-- Begin --
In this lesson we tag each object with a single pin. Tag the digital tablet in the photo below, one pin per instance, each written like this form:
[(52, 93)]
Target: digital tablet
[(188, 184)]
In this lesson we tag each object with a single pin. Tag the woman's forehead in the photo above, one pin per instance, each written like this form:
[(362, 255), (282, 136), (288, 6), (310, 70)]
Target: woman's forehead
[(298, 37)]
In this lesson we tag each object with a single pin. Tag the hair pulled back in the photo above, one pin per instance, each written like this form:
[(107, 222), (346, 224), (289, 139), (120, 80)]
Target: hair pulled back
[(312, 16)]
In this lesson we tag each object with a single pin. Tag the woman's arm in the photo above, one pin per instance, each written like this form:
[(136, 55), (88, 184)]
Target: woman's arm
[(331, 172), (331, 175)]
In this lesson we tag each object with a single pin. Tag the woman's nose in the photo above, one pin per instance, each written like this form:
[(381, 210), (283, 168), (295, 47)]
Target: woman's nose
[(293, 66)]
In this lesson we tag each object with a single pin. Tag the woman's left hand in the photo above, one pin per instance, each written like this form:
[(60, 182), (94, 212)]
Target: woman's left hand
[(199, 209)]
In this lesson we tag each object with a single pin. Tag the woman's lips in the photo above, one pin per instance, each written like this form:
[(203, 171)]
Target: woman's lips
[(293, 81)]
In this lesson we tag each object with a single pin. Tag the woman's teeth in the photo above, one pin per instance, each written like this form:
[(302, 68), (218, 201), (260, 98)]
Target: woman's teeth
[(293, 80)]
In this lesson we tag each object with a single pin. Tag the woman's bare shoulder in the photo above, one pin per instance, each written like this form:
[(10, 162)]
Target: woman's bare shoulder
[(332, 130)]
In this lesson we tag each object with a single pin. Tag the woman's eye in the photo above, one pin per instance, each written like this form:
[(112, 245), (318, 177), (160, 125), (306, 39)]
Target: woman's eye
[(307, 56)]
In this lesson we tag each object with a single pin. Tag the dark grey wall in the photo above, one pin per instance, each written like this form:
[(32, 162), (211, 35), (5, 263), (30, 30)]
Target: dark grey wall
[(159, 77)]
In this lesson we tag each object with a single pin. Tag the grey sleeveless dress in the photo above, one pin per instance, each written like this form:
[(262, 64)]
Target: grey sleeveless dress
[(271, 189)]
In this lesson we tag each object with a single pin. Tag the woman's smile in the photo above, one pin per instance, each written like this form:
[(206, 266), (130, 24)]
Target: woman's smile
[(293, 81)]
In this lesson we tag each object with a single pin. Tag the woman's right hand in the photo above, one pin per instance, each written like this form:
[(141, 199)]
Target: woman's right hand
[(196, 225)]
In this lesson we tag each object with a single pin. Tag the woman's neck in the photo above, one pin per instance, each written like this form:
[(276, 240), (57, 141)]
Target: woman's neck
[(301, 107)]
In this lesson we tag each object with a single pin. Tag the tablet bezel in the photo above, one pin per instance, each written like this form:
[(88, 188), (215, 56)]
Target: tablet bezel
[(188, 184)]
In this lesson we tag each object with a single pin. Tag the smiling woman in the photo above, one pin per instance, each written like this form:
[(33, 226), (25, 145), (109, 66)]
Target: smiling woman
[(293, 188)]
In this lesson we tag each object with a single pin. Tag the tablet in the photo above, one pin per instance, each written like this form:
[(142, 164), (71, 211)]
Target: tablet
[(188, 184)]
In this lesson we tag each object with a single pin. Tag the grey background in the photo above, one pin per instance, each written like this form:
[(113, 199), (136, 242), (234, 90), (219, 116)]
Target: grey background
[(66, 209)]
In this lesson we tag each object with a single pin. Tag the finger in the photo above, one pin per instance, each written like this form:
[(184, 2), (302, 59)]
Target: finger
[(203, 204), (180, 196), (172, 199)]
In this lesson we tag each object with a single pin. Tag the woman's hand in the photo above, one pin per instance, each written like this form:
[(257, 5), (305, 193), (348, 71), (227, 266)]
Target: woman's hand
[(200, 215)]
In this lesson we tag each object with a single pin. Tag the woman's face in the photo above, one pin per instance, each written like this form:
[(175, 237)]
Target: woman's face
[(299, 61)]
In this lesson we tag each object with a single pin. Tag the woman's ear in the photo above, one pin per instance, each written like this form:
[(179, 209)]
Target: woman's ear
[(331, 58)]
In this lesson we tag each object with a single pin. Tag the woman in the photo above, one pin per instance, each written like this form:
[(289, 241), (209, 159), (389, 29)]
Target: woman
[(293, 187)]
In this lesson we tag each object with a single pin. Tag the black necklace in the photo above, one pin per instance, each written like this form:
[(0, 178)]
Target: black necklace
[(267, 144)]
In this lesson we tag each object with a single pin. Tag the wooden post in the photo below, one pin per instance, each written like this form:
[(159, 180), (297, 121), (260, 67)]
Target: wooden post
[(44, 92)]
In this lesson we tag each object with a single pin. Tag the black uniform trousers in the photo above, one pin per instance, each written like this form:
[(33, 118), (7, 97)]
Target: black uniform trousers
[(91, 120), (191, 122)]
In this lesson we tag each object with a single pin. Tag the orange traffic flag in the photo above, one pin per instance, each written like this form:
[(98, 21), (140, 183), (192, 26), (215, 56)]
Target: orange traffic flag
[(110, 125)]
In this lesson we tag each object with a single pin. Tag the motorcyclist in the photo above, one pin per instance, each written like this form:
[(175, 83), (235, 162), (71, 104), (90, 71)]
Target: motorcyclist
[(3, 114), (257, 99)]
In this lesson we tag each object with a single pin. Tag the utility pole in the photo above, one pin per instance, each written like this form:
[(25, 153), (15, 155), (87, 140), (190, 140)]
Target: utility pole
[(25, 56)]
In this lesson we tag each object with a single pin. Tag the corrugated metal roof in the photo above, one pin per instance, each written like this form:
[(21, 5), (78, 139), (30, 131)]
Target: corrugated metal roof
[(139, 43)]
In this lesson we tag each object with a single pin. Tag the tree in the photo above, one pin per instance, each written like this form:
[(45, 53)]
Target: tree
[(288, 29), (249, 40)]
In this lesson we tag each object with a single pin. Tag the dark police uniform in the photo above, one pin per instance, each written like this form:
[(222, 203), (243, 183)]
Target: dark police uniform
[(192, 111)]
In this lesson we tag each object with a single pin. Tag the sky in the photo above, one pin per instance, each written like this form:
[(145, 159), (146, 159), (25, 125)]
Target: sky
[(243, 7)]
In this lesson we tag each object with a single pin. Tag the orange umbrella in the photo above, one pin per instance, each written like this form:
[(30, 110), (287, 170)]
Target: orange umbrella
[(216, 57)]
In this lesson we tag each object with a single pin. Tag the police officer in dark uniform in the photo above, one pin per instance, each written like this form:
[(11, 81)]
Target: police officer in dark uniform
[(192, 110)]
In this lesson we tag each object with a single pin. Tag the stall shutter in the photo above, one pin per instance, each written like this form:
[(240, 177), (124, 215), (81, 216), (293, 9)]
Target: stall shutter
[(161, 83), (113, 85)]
-- End --
# [Task requirements]
Begin at the line that has "Tag the finger" and stop after the line that has "[(267, 144)]". Write those lines of the listing out again with "exercise" in place of every "lesson", leaving everything else unchanged.

# [Answer for the task]
In this exercise we tag each object with a single pin. Tag the finger in the photo above, one pin per instance, each written like this form:
[(184, 2), (302, 59)]
Target: finger
[(203, 204), (180, 196), (172, 199)]
In this exercise we tag each object with a single pin. Tag the woman's hand in the photo above, one pin per instance, each written like this form:
[(257, 5), (305, 193), (348, 71), (227, 266)]
Target: woman's hand
[(200, 215)]
In this exercise we tag each object with a single pin. Tag the woman's face in the photo above, one pin per instance, each written like this form:
[(175, 237)]
Target: woman's face
[(299, 61)]
In this exercise we tag each object with a single pin. Tag the woman's ear in the photo above, one pin per instance, each written like this form:
[(179, 209)]
Target: woman's ear
[(331, 58)]
In this exercise we tag each object with a single pin. Tag the woman in the photo above, one pin per instance, each written like this form:
[(289, 241), (209, 159), (389, 29)]
Target: woman
[(293, 187)]
In this exercise we tag each object with a single pin. Tag the black necklace in the photo above, one pin per instance, each written like this form:
[(0, 178)]
Target: black necklace
[(267, 144)]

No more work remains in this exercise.